TEXT UNDER STUDY:
=== Section Start ===

Protests cloud Hyatt’s first shareholders meeting

National labor and gay rights controversies come home to roost for Chicago-based Hyatt

(Chicago, IL) – Just six months after becoming a publicly traded company, Hyatt Hotels (NYSE: H) is already facing sharp criticism at home in Chicago and across North America. Today, over one hundred religious leaders and hotel workers held protests outside Hyatt’s first annual shareholders meeting at Hyatt McCormick Place, outraged at how the company is trying to make the recession permanent for workers despite significantly improving industry conditions and Hyatt’s rising share values.

A delegation of over 40 Chicago-area religious leaders went to confront Hyatt’s top decision makers at the shareholders meeting.

=== Section End ===

WHAT YOU ARE ASKED TO DO:
Set down, word for word, the stretch of the Hyatt protest report that opens with the words containing "Protests cloud Hyatt’s" and closes with "the shareholders meeting.".

EXTRACTED RECORDS:
=== Section Start ===

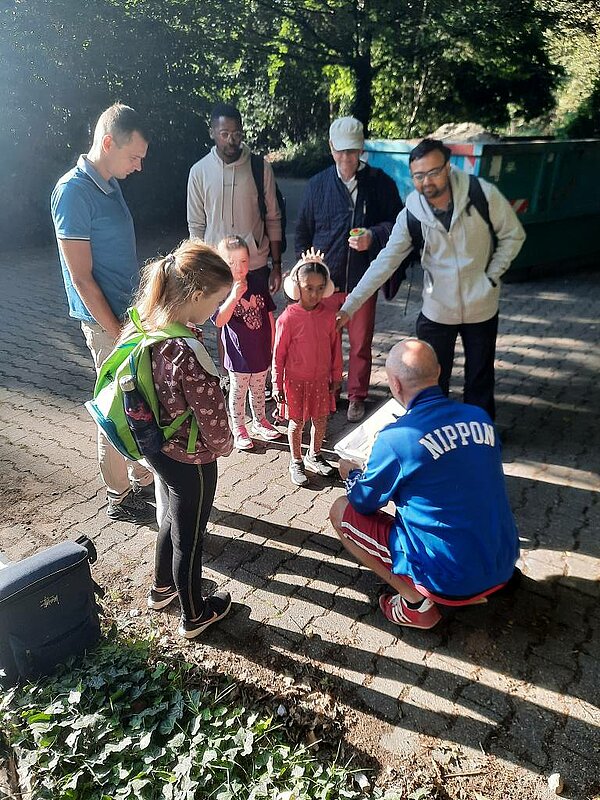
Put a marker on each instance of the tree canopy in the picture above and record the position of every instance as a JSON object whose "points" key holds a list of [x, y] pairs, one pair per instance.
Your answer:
{"points": [[402, 66]]}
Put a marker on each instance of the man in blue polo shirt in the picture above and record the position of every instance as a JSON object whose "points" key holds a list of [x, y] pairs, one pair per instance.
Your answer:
{"points": [[453, 539], [96, 245]]}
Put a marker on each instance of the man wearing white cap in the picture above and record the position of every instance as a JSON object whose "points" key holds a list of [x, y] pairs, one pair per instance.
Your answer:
{"points": [[349, 195]]}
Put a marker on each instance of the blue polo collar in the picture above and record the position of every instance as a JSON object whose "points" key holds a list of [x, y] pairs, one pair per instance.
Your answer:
{"points": [[108, 187]]}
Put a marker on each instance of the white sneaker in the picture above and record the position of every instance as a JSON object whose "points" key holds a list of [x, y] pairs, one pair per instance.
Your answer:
{"points": [[265, 430], [241, 440]]}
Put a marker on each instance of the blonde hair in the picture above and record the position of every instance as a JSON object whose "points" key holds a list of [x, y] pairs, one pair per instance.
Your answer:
{"points": [[169, 282], [120, 122]]}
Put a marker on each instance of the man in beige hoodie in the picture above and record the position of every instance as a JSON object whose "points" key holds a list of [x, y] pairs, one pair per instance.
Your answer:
{"points": [[222, 198]]}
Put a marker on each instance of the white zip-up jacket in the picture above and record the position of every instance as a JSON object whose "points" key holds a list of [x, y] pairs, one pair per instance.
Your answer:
{"points": [[222, 200], [459, 265]]}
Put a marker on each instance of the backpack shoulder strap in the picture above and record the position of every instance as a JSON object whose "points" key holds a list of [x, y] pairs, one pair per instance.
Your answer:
{"points": [[478, 199], [415, 230], [257, 165]]}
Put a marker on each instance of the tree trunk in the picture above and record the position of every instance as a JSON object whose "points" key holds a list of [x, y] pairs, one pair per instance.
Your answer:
{"points": [[363, 98]]}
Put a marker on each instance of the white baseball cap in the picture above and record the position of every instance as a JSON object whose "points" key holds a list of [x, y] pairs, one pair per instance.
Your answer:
{"points": [[346, 133]]}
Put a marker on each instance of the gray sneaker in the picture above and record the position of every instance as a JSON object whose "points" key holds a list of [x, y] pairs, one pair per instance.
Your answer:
{"points": [[131, 509], [216, 607], [297, 473], [318, 464]]}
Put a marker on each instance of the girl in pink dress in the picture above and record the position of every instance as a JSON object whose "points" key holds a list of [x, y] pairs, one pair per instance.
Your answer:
{"points": [[307, 363]]}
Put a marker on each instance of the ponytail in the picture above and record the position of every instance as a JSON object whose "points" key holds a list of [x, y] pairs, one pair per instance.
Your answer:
{"points": [[169, 282]]}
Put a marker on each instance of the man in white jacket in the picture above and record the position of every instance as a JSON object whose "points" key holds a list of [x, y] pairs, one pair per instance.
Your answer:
{"points": [[222, 197], [462, 267]]}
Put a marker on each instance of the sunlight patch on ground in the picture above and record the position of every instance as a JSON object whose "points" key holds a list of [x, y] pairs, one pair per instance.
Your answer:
{"points": [[553, 473]]}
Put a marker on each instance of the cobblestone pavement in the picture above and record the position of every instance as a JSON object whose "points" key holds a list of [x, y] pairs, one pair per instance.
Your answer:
{"points": [[518, 678]]}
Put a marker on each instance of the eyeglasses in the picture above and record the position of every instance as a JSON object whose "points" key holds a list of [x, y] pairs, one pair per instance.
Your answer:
{"points": [[234, 136], [419, 177]]}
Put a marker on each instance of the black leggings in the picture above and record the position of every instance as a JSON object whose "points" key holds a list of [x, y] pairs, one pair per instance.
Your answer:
{"points": [[178, 556]]}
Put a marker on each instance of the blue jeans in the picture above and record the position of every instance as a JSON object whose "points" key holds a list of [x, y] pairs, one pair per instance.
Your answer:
{"points": [[479, 344]]}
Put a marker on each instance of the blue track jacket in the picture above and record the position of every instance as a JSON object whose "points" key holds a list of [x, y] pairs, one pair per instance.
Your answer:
{"points": [[440, 464]]}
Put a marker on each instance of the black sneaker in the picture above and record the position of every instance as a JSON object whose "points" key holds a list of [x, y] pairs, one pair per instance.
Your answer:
{"points": [[131, 509], [298, 474], [157, 600], [318, 464], [215, 608]]}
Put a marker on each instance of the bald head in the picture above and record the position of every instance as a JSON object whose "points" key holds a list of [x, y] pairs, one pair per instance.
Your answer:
{"points": [[412, 366]]}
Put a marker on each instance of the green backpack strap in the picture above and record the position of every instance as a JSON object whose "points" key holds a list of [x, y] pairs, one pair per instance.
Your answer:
{"points": [[173, 330]]}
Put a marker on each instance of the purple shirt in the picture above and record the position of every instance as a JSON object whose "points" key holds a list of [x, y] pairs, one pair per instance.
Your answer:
{"points": [[247, 336]]}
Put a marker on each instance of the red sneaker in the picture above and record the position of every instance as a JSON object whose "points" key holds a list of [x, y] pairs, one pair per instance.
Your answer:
{"points": [[394, 608]]}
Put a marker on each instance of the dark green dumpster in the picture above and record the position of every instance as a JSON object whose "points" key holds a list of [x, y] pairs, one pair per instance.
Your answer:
{"points": [[552, 185]]}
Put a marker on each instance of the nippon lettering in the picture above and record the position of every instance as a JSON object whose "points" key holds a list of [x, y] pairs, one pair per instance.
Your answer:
{"points": [[449, 437]]}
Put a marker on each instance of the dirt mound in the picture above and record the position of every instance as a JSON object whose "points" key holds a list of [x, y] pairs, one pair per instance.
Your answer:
{"points": [[463, 132]]}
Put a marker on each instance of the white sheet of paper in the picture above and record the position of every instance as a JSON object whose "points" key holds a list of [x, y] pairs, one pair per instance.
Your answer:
{"points": [[356, 445]]}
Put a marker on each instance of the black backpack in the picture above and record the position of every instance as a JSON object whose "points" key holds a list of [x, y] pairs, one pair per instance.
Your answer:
{"points": [[257, 164], [477, 199]]}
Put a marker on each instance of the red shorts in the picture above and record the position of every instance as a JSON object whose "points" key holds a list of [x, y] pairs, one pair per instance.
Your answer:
{"points": [[371, 532]]}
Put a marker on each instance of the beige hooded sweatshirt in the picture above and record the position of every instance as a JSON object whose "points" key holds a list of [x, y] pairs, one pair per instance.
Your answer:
{"points": [[222, 200]]}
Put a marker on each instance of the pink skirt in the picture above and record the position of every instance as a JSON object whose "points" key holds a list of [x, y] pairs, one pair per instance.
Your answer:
{"points": [[306, 400]]}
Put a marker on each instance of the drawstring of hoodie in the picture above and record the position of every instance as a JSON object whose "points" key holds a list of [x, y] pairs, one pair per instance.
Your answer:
{"points": [[232, 187], [222, 164]]}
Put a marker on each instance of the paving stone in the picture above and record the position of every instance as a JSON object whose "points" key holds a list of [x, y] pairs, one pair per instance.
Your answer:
{"points": [[523, 665]]}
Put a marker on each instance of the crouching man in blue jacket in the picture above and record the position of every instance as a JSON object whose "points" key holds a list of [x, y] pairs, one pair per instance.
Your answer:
{"points": [[453, 539]]}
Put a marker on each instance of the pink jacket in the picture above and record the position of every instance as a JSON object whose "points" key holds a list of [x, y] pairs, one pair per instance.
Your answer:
{"points": [[307, 346]]}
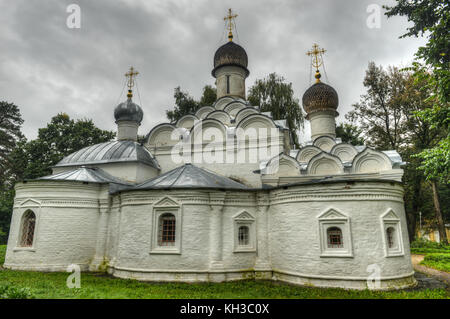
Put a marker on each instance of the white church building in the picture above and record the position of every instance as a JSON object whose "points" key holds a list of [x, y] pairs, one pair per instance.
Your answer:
{"points": [[221, 195]]}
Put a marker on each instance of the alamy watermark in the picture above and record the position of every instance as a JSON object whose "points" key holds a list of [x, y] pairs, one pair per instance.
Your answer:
{"points": [[73, 21], [373, 21], [74, 279], [373, 280]]}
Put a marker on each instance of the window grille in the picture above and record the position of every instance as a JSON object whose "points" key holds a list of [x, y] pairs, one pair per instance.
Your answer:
{"points": [[166, 230], [243, 236], [390, 236], [28, 225], [334, 235]]}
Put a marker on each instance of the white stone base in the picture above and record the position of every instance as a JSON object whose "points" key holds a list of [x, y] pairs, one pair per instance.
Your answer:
{"points": [[388, 283]]}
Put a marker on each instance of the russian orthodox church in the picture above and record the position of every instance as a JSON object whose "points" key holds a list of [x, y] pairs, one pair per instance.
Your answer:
{"points": [[221, 195]]}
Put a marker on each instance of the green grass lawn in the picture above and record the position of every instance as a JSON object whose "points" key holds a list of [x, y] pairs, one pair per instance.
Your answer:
{"points": [[439, 261], [437, 256], [21, 284]]}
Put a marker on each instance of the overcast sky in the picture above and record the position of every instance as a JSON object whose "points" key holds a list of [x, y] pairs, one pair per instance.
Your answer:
{"points": [[47, 68]]}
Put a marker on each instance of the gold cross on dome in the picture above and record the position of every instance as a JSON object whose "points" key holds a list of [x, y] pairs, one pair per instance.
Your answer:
{"points": [[230, 18], [131, 75], [316, 52]]}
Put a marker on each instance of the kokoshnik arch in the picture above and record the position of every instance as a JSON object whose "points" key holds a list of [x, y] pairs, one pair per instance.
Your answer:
{"points": [[319, 215]]}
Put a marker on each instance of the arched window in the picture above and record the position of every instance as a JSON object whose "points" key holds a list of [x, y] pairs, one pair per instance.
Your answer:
{"points": [[243, 237], [28, 224], [390, 236], [166, 230], [334, 235]]}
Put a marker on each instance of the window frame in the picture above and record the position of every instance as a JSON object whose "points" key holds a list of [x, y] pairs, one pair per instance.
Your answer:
{"points": [[166, 206], [329, 219], [34, 206], [391, 220], [244, 219]]}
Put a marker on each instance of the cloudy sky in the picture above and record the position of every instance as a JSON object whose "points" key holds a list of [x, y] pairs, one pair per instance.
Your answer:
{"points": [[47, 68]]}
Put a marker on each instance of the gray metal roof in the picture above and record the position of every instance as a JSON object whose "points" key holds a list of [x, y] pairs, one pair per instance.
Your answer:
{"points": [[188, 176], [85, 174], [110, 152]]}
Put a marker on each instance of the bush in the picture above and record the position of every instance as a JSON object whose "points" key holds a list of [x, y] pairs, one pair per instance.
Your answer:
{"points": [[8, 292], [424, 243], [437, 261]]}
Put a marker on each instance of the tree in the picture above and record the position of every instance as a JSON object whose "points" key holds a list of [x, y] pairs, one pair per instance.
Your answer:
{"points": [[274, 95], [388, 116], [432, 17], [209, 96], [349, 133], [10, 124], [379, 112], [186, 104], [61, 137], [33, 159]]}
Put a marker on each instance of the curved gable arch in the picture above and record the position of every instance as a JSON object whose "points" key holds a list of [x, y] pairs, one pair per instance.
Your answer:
{"points": [[161, 135], [346, 152], [220, 115], [325, 143], [371, 161], [222, 102], [204, 111], [325, 164], [234, 107], [306, 153], [208, 130], [245, 112], [187, 121], [283, 165], [256, 121]]}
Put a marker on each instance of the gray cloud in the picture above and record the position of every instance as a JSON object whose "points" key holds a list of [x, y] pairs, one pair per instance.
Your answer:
{"points": [[46, 68]]}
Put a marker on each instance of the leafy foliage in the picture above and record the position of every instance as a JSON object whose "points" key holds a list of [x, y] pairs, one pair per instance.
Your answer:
{"points": [[273, 94], [61, 137], [10, 124], [379, 113], [349, 133], [186, 104]]}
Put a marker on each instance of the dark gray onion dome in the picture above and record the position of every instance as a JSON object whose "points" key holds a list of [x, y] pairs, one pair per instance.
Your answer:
{"points": [[128, 111], [320, 97], [110, 152], [230, 54], [190, 176]]}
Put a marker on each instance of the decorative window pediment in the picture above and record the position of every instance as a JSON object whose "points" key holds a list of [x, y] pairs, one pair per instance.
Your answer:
{"points": [[335, 234], [30, 203], [166, 202], [392, 234], [244, 233], [166, 227]]}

=== Section End ===

EXERCISE ANSWER:
Protests cloud Hyatt’s first shareholders meeting

National labor and gay rights controversies come home to roost for Chicago-based Hyatt

(Chicago, IL) – Just six months after becoming a publicly traded company, Hyatt Hotels (NYSE: H) is already facing sharp criticism at home in Chicago and across North America. Today, over one hundred religious leaders and hotel workers held protests outside Hyatt’s first annual shareholders meeting at Hyatt McCormick Place, outraged at how the company is trying to make the recession permanent for workers despite significantly improving industry conditions and Hyatt’s rising share values.

A delegation of over 40 Chicago-area religious leaders went to confront Hyatt’s top decision makers at the shareholders meeting.